WORK INSTRUCTIONS: Count the lines in the data below that contain the word "Target". Reply with that number alone.
--- PROVIDED RECORDS ---
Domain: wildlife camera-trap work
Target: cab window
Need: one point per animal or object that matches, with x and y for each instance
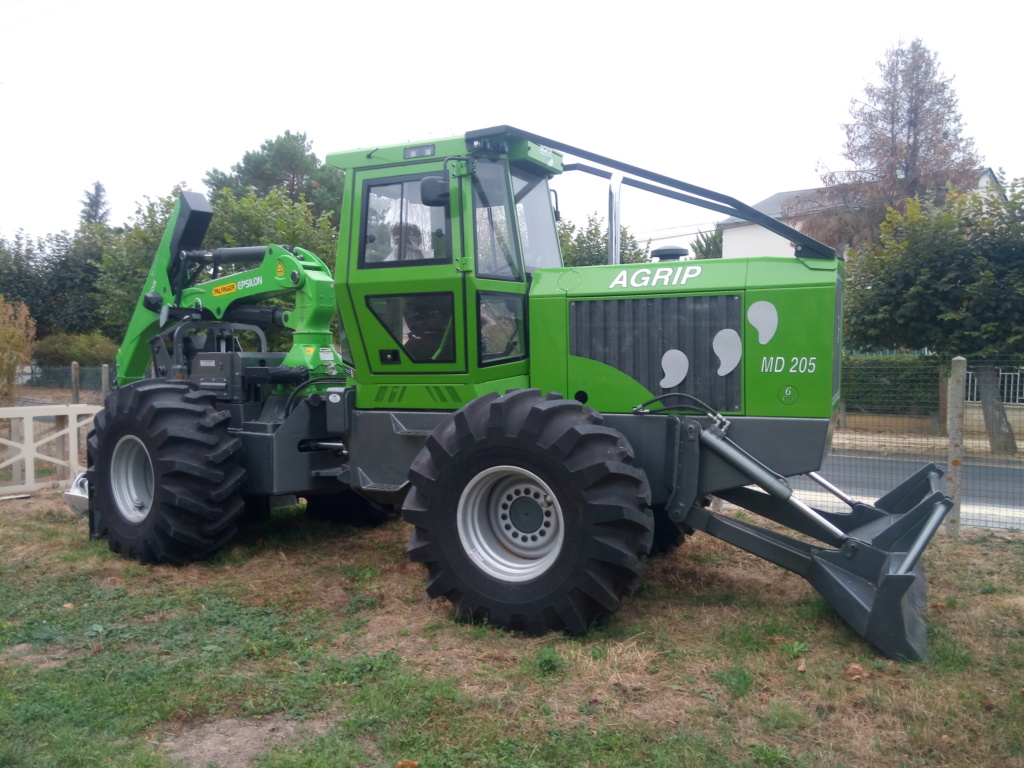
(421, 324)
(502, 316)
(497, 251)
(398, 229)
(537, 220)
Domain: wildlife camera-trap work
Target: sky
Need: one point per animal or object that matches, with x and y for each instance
---
--- PROVIDED RECORDS ---
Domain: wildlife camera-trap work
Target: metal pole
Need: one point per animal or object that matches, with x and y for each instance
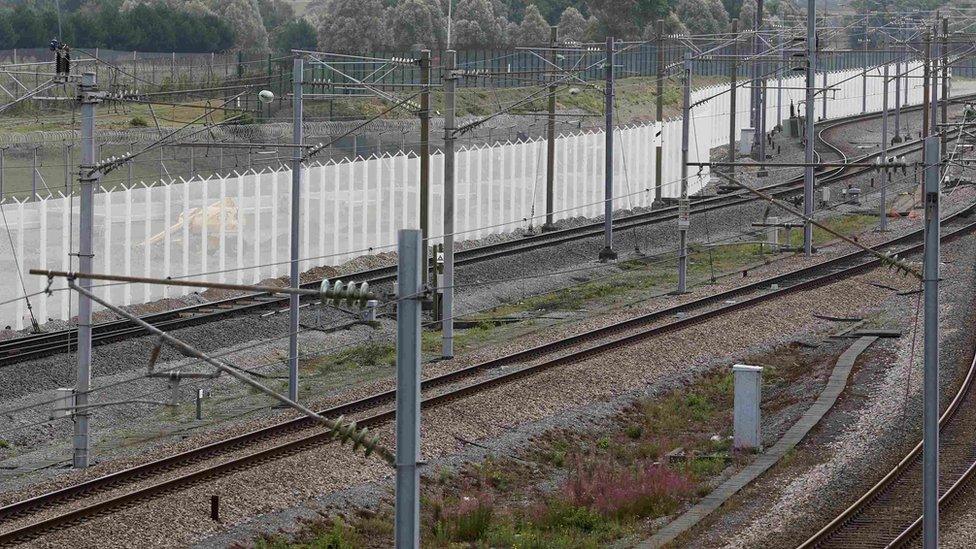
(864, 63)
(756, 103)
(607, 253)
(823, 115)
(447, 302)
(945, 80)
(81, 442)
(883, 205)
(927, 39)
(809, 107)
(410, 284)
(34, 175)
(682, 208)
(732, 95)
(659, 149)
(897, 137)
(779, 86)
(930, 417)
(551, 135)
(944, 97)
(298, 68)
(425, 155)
---
--- PROVIDED RECORDS ---
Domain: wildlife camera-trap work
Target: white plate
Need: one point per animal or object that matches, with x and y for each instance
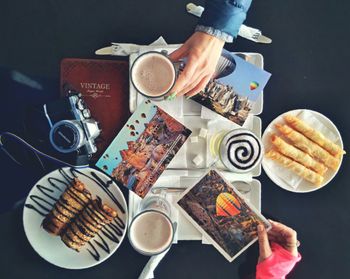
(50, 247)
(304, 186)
---
COMPLETED TASK: 4